* _Objectif_: Rédigez la suite du texte consacré aux juges et à leur place dans la vie publique, en commençant juste après sa dernière phrase.

Le droit des plus forts

juges elisabeth levy daumier

On les invite au « Grand Journal » de Canal +. On parle d’eux au « 20 heures ». On les retrouve en héros de séries télévisées – généralement sous les traits gracieux d’une héroïne. Ils fréquentent des journalistes en vue et les discrets cénacles où se rencontrent les gens d’influence. Il serait abusif de dire que les juges sont dans la rue.
Mais voilà belle lurette qu’ils ont quitté l’obscurité de leurs cabinets et l’austérité de leurs prétoires pour se jeter à leur façon, discrète et parfois secrète, dans la mêlée de la vie publique. Le juge d’hier, qui peuple les Fables de La
Fontaine, hante les romans de Balzac, envoie Edmond Dantès au château d’If et Jean Valjean au bagne, tenait sa puissance de l’ordre dont il était un serviteur soumis. Celui d’aujourd’hui tient la dragée haute au puissant. Bref, il a conquis une place de choix au sein de ce groupe informel qu’on appelle « classe dirigeante ».
Rien de plus légitime, dira-t-on. Sans doute. Après tout, il faut se résoudre à ce que la justice soit rendue par des hommes – et même par des citoyens qui pensent, votent et ont leur petite idée sur la marche du monde. Seulement, quand on descend dans l’arène et qu’on donne des coups, même feutrés, indirects et bien mérités, il faut accepter d’en recevoir. Or, de nos jours, le juge a des susceptibilités de jeune fille. Il peut traiter un ancien président d’« abuseur » (présumé) de la faiblesse d’une vieille dame, qualifier de « proxénète aggravé » (et toujours présumé) un ex-responsable politique porté sur la partouze. Mais que l’on s’autorise, à son sujet ou sur ses décisions, un mot plus haut que l’autre, et le voilà qui se fâche tout rouge. Vous avez dit « déshonorant »[1. Pour avoir ainsi qualifié la mise en examen de Nicolas Sarkozy par le juge Gentil, Henri Guaino fait l’objet d’une plainte de l’Union syndicale des magistrats pour « outrage à magistrat et discrédit jeté sur une décision de justice ». Le député des Yvelines et ex-conseiller de l’ex-président a refusé de se rendre à la convocation de la police.]?Au poste, et plus vite que ça ! Vous osez vous indigner de ce que l’homme qui allait devenir l’assassin de votre fille ait été lâché dans la nature malgré un pedigree chargé ? Pour vous, le « mur des cons » suffira.
Quand il est permis de traiter le chef de l’État de « sale mec » et banal d’insulter son prof, l’honneur du juge et l’autorité de la chose jugée ne sauraient souffrir la moindre atteinte. De même, seuls les magistrats seraient dispensés de « transparence ». La Justice admet que l’on espionne une vieille dame, mais quand on dévoile ses malodorants petits secrets, le Syndicat de la magistrature dénonce, avec force criailleries, une intolérable agression contre la liberté syndicale. Il s’agirait, dit-il, d’un coup porté à la sacralité de la fonction. Sauf qu’on ne peut pas jouer sur les deux tableaux : entre l’Olympe et Canal +, il faut choisir.

* _Section des données_:
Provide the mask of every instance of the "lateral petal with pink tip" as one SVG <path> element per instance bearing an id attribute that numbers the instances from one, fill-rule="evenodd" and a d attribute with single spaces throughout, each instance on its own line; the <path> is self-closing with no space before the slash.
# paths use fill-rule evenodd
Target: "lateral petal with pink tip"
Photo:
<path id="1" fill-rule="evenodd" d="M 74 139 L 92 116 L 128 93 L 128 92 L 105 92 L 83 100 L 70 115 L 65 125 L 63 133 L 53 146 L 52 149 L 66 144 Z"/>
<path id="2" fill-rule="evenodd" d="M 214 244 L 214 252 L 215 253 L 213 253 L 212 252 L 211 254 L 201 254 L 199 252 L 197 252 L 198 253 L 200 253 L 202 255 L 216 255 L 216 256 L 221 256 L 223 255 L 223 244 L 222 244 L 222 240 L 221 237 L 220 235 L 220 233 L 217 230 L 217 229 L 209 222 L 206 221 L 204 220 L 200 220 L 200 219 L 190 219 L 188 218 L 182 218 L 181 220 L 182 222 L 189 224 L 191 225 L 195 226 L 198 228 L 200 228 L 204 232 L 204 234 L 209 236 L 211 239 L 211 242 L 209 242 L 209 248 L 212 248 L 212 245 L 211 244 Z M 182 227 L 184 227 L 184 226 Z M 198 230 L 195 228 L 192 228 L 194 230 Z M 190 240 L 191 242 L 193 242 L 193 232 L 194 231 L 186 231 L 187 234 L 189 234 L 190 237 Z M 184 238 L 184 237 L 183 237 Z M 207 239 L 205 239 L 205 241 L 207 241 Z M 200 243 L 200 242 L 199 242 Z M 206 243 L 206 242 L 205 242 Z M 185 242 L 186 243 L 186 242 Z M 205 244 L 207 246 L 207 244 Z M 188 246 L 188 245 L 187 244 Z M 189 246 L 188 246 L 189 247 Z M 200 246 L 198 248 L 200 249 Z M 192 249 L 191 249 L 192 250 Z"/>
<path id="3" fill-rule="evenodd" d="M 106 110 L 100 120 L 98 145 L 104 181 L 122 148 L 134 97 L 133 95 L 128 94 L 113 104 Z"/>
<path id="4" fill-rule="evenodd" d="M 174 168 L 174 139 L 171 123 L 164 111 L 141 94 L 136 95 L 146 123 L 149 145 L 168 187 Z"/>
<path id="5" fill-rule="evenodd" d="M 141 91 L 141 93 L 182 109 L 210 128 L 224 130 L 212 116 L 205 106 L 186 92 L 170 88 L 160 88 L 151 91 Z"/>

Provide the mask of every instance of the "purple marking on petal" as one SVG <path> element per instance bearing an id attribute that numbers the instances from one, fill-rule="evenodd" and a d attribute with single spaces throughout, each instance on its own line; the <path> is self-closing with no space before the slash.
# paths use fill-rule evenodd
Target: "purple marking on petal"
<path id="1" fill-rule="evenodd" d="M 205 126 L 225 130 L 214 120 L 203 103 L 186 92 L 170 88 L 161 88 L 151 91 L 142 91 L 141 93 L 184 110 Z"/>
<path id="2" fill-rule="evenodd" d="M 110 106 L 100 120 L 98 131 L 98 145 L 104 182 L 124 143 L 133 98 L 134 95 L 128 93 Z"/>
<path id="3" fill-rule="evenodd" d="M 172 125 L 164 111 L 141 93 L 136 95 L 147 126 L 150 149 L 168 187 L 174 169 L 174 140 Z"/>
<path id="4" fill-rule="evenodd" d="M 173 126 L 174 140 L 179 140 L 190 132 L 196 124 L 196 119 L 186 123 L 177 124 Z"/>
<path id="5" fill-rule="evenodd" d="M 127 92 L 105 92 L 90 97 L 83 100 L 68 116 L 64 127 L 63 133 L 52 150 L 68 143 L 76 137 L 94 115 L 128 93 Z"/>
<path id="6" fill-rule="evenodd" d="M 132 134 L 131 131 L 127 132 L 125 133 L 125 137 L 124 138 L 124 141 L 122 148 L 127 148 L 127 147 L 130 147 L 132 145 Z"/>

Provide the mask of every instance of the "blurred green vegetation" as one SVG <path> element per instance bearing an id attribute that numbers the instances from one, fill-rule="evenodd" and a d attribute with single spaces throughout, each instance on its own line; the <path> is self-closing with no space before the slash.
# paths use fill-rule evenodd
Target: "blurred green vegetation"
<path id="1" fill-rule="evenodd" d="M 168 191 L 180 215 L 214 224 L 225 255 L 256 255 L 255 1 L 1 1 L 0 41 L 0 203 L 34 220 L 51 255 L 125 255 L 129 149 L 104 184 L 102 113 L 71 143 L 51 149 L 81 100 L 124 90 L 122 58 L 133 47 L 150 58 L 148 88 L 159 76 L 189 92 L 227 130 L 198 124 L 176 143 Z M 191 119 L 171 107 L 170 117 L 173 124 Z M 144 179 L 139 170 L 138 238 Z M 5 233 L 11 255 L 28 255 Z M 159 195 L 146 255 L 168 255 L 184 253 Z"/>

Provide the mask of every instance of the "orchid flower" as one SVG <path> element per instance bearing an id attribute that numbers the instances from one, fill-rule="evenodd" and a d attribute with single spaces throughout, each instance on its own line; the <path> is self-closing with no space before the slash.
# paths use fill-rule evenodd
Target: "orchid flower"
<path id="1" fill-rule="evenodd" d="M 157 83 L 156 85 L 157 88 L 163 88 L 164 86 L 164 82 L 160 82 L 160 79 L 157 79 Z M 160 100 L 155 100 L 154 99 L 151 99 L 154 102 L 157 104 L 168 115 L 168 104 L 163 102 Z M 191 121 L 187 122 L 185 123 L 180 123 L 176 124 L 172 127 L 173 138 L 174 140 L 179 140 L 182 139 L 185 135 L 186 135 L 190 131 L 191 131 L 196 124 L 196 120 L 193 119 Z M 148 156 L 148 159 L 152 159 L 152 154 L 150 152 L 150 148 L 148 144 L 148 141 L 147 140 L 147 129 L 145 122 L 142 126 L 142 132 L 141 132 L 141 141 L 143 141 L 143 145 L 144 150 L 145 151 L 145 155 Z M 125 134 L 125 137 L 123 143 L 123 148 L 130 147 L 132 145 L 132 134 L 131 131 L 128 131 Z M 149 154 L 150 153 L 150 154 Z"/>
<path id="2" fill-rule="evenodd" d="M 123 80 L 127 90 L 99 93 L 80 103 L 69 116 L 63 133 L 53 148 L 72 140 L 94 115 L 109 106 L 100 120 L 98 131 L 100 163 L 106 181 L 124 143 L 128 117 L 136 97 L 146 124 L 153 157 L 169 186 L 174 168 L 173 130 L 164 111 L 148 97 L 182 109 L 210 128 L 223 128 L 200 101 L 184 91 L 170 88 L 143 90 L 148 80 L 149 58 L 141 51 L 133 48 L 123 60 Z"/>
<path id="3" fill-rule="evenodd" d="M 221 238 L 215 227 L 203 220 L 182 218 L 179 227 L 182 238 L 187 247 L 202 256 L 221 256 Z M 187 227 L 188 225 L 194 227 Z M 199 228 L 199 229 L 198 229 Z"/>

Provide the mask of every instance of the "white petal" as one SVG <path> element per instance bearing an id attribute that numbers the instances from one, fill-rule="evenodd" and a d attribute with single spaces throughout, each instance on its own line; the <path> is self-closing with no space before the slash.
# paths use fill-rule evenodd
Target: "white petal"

* _Exercice corrigé_:
Il ne s’agit pas de regretter le temps où la Justice était serve, mais de prendre acte de ce que les juges sont devenus des acteurs à part entière du débat public et, par là même, de la guerre souterraine que se livrent les différents dépositaires du pouvoir pour étendre leurs sphères d’influence et leurs prérogatives respectives.
Il n’y a là rien de surprenant : si on connaît les principaux ingrédients qui composent une Justice démocratique – séparation des pouvoirs, indépendance des juges –, l’architecture institutionnelle ne détermine pas à elle seule le rapport de force entre les institutions. Montesquieu ne nous dit pas grand-chose des multiples canaux informels par lesquels passent le magistère intellectuel et l’influence politique. Ainsi, au cours d’un demi-siècle pourtant marqué par une grande stabilité institutionnelle, le rapport de force a considérablement évolué au bénéfice du système judiciaire.
Explicitement déclassés de « pouvoir » en « autorité » par la Constitution de 1958, les juges ont repris la main. Après avoir dû, des décennies durant, plier devant la raison d’État, ce sont eux qui, désormais, rappellent l’État et ses représentants à la raison. Encore une fois, on ne se plaindra pas de ce que nul ne soit au-dessus de la loi. On a néanmoins le droit, voire le devoir, d’interroger, de critiquer et, parfois, de contester la façon dont s’exerce ce pouvoir.
Dans cette reconquête, les juges ont pu compter sur le soutien d’alliés de poids : les journalistes dont ils nourrissaient les enquêtes et qui, à leur tour, donnaient à leurs investigations l’écho qu’elles méritaient. On nous assez répété que, sans cette sainte alliance, les affaires politico-financières auraient été étouffées avant de voir le jour. De fait, on doit aux forces coalisées de la presse et de la magistrature un indéniable progrès démocratique : la fin de l’impunité dont les gouvernants jouissaient dans une très large mesure. Désormais, la peur du juge peut pallier d’éventuelles défaillances du sens de l’intérêt général.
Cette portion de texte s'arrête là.